Ketentuan Latihan ▸ Tolong tulis ulang semua baris di bawah ini dengan menukar setiap "outlines" menjadi "contours" tanpa mengubah bagian lain. Jangan sertakan gambarnya dalam jawaban.

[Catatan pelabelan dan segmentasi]

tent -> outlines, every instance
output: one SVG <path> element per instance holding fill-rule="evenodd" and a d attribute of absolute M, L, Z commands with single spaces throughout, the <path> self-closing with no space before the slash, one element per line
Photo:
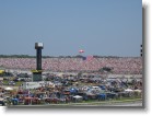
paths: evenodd
<path fill-rule="evenodd" d="M 75 95 L 75 96 L 73 96 L 74 98 L 82 98 L 82 96 L 80 96 L 80 95 Z"/>
<path fill-rule="evenodd" d="M 133 92 L 131 89 L 126 89 L 125 92 Z"/>
<path fill-rule="evenodd" d="M 11 90 L 13 90 L 13 89 L 10 88 L 10 86 L 8 86 L 8 88 L 5 88 L 4 90 L 7 90 L 7 91 L 11 91 Z"/>

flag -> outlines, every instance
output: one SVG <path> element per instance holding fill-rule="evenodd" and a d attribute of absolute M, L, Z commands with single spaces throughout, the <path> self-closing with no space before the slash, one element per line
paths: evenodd
<path fill-rule="evenodd" d="M 92 59 L 93 59 L 93 56 L 83 57 L 83 60 L 86 60 L 86 61 L 91 61 Z"/>

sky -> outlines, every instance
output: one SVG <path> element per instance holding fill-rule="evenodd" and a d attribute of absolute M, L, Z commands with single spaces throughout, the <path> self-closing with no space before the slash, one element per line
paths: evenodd
<path fill-rule="evenodd" d="M 142 0 L 0 0 L 0 55 L 140 56 Z"/>

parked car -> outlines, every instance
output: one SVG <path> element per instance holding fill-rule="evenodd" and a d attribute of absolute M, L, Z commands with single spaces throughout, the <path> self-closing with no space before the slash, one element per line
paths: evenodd
<path fill-rule="evenodd" d="M 10 81 L 8 84 L 9 85 L 15 85 L 15 82 L 14 81 Z"/>

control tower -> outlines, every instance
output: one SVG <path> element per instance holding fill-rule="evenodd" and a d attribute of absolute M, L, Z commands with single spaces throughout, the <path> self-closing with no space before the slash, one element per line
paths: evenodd
<path fill-rule="evenodd" d="M 33 82 L 42 81 L 42 49 L 44 48 L 43 43 L 35 43 L 36 49 L 36 70 L 32 70 L 33 72 Z"/>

Hasil Latihan ▸
tent -> contours, every instance
output: one SVG <path> element per instance holding fill-rule="evenodd" and a d attribute of absolute M, L, Z commands with single spaces throughout, the <path> self-closing with no space before the slash, one element per line
Photo:
paths: evenodd
<path fill-rule="evenodd" d="M 75 95 L 75 96 L 73 96 L 74 98 L 82 98 L 82 96 L 80 96 L 80 95 Z"/>
<path fill-rule="evenodd" d="M 133 92 L 131 89 L 126 89 L 125 92 Z"/>
<path fill-rule="evenodd" d="M 11 90 L 13 90 L 13 89 L 10 88 L 10 86 L 8 86 L 8 88 L 5 88 L 4 90 L 7 90 L 7 91 L 11 91 Z"/>

flag -> contours, every instance
output: one SVG <path> element per instance holding fill-rule="evenodd" and a d attribute of absolute M, L, Z commands with single spaces throughout, the <path> self-closing with no space before the slash, one element per line
paths: evenodd
<path fill-rule="evenodd" d="M 92 59 L 93 59 L 93 56 L 83 57 L 83 60 L 86 60 L 86 61 L 91 61 Z"/>

sky -> contours, every instance
output: one SVG <path> element per instance holding fill-rule="evenodd" and a d attribute of absolute M, L, Z commands with single spaces throughout, the <path> self-closing with no space before the slash, one element per line
paths: evenodd
<path fill-rule="evenodd" d="M 142 0 L 0 0 L 0 55 L 140 56 Z"/>

parked car -> contours, every instance
output: one SVG <path> element per instance holding fill-rule="evenodd" and a d attribute of absolute M, L, Z commands with single spaces throughout, the <path> self-closing with no space before the slash, one element per line
paths: evenodd
<path fill-rule="evenodd" d="M 10 81 L 8 84 L 9 85 L 15 85 L 15 82 L 14 81 Z"/>

control tower -> contours, every instance
output: one SVG <path> element per instance holding fill-rule="evenodd" and a d attribute of absolute M, L, Z commands with single spaces throughout, the <path> self-closing with no space before the slash, one element per line
paths: evenodd
<path fill-rule="evenodd" d="M 33 82 L 42 81 L 42 49 L 44 48 L 43 43 L 35 43 L 36 49 L 36 70 L 32 70 L 33 72 Z"/>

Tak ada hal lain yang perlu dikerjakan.